▶ **Text segment**:
○ ○ ○ ○ ○ ○ ○
Centrosome dynamics is a well known process in eukaryotic cells [34]. Briefly, in a G2 cell, the centrosome remains intact, although with duplicated centrioles. Following centrosomal Cdk1 activation at early prophase, the centrosome splits into two, and the daughter centrosomes gradually separate. Finally, as cells approach metaphase, the two spindle poles (i.e., daughter centrosomes) are fully separated, which coincides with the chromatin being totally condensed at the spindle equator. Interestingly, when I started using my Cdk1 antibody in immunofluorescence microscopy experiments, I could identify one or two dots in mitotic HeLa cells, which seemed to mimic the above described centrosome dynamics during mitosis. This observation, I believed, could be used to identify the mitotic phase at which cells treated with the different siRNAs were at. To this aim, I treated HeLa cells with siRNA oligonucleotides as before, and looked at them under the fluorescence microscope, following their labeling with the Cdk1 antibody (Figure 8D, top). Here, I classified control cells (VIII) transiting through mitosis in 3 categories (Figure 8D, top, left panels): a, b, cells that contained a single Cdk1 dot and partially condensed chromatin, which I assigned to early prophase, c, d, cells with a splitted Cdk1 signal, and uncompleted condensed chromatin, which I placed in prometaphase, and e, f, cells with two well separated Cdk1 dots, some spindle-localized Cdk1, and fully condensed chromatin, which I believed were at metaphase. In contrast to the control cells, a majority of the Survivin-depleted samples (S4) (Figure 8D, top, right panels) appeared to be in S-phase or G2 (g, h), or early prophase (i-l), as indicated by their unseparated Cdk1 dot, and low chromatin condensation. To statistically determine the relevance of the unsplitted Cdk1 signal in cells depleted of Survivin, I counted this phenotype in several independent experiments. As shown in Figure 8D, bottom, lack of Survivin caused a reduction of more than 2 fold (38% vs. 15%) in the number of cells with a splitted Cdk1 signal, supporting the role of Survivin in centrosomal Cdk1 activation and dynamics.
○ ○ ○ ○ ○ ○ ○
Reproduce the whole passage on Cdk1 dots and centrosome dynamics in mitosis word for word. Rely only on the passage itself for everything that follows.

▶ **Extracted entries**:
○ ○ ○ ○ ○ ○ ○
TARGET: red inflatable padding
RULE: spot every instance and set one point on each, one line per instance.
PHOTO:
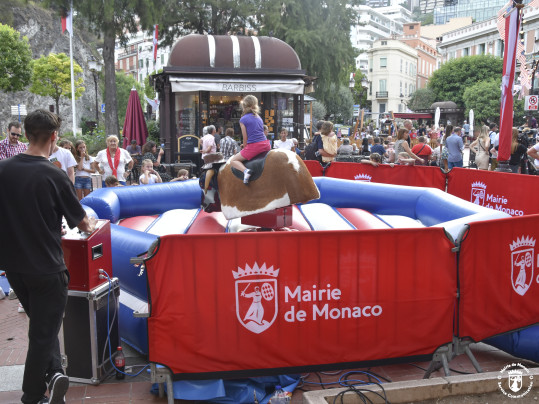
(515, 194)
(314, 168)
(498, 277)
(419, 176)
(208, 223)
(140, 223)
(226, 303)
(361, 219)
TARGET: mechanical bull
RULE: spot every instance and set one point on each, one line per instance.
(279, 178)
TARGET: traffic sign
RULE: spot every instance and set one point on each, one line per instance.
(531, 103)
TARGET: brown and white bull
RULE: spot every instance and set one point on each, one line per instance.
(278, 179)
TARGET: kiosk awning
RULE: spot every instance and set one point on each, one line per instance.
(237, 85)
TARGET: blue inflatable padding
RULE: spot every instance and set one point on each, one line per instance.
(522, 344)
(90, 212)
(105, 203)
(125, 244)
(133, 330)
(237, 391)
(121, 202)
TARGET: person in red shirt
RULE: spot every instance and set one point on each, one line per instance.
(422, 150)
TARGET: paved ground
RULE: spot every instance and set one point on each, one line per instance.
(13, 344)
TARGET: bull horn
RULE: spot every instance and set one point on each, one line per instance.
(209, 176)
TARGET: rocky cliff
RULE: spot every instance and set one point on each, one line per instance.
(44, 31)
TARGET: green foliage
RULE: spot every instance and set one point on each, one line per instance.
(422, 98)
(319, 110)
(484, 99)
(51, 77)
(319, 32)
(124, 84)
(451, 80)
(15, 59)
(339, 103)
(217, 17)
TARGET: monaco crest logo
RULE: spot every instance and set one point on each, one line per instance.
(522, 263)
(363, 177)
(256, 297)
(479, 191)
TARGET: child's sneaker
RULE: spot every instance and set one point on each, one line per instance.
(246, 176)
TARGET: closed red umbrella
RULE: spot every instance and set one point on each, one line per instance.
(134, 125)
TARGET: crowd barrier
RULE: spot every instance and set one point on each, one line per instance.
(515, 194)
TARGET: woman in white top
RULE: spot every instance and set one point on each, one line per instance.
(113, 159)
(83, 169)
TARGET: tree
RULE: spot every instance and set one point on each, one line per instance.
(319, 32)
(124, 84)
(217, 17)
(112, 19)
(15, 69)
(484, 98)
(51, 77)
(422, 98)
(340, 103)
(451, 80)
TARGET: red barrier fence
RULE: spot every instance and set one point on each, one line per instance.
(499, 287)
(515, 194)
(385, 174)
(282, 301)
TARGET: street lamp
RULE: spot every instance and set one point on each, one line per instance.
(95, 67)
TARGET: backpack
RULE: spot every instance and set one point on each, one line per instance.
(311, 149)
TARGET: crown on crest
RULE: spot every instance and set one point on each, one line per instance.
(522, 242)
(362, 177)
(514, 372)
(478, 184)
(255, 270)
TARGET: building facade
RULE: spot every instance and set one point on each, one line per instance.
(427, 55)
(392, 76)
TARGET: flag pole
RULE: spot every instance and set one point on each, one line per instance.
(72, 76)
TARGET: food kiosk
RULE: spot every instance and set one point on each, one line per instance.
(207, 76)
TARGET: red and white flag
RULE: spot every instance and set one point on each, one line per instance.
(155, 32)
(512, 25)
(67, 22)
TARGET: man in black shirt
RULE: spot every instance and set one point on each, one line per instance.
(36, 195)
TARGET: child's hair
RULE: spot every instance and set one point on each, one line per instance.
(326, 128)
(111, 181)
(77, 154)
(250, 104)
(376, 157)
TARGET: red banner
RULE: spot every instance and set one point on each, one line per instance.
(515, 194)
(499, 284)
(226, 303)
(418, 176)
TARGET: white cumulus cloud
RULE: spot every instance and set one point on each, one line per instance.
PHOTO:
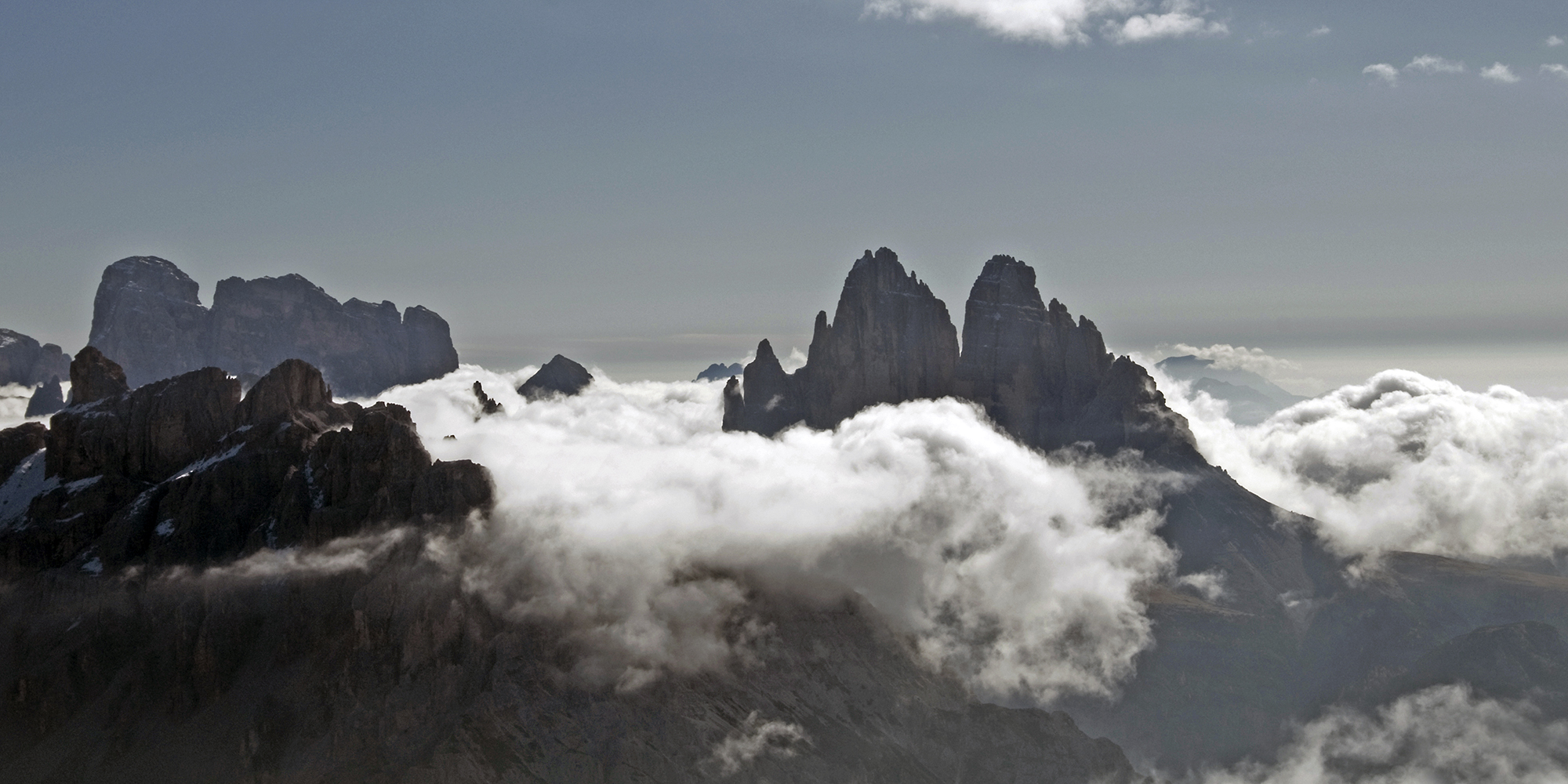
○ ○ ○ ○ ○ ○ ○
▶ **Task output**:
Centrosome dynamics is a well known process in eukaryotic cells [34]. Briefly, in a G2 cell, the centrosome remains intact, although with duplicated centrioles. Following centrosomal Cdk1 activation at early prophase, the centrosome splits into two, and the daughter centrosomes gradually separate. Finally, as cells approach metaphase, the two spindle poles (i.e., daughter centrosomes) are fully separated, which coincides with the chromatin being totally condensed at the spindle equator. Interestingly, when I started using my Cdk1 antibody in immunofluorescence microscopy experiments, I could identify one or two dots in mitotic HeLa cells, which seemed to mimic the above described centrosome dynamics during mitosis. This observation, I believed, could be used to identify the mitotic phase at which cells treated with the different siRNAs were at. To this aim, I treated HeLa cells with siRNA oligonucleotides as before, and looked at them under the fluorescence microscope, following their labeling with the Cdk1 antibody (Figure 8D, top). Here, I classified control cells (VIII) transiting through mitosis in 3 categories (Figure 8D, top, left panels): a, b, cells that contained a single Cdk1 dot and partially condensed chromatin, which I assigned to early prophase, c, d, cells with a splitted Cdk1 signal, and uncompleted condensed chromatin, which I placed in prometaphase, and e, f, cells with two well separated Cdk1 dots, some spindle-localized Cdk1, and fully condensed chromatin, which I believed were at metaphase. In contrast to the control cells, a majority of the Survivin-depleted samples (S4) (Figure 8D, top, right panels) appeared to be in S-phase or G2 (g, h), or early prophase (i-l), as indicated by their unseparated Cdk1 dot, and low chromatin condensation. To statistically determine the relevance of the unsplitted Cdk1 signal in cells depleted of Survivin, I counted this phenotype in several independent experiments. As shown in Figure 8D, bottom, lack of Survivin caused a reduction of more than 2 fold (38% vs. 15%) in the number of cells with a splitted Cdk1 signal, supporting the role of Survivin in centrosomal Cdk1 activation and dynamics.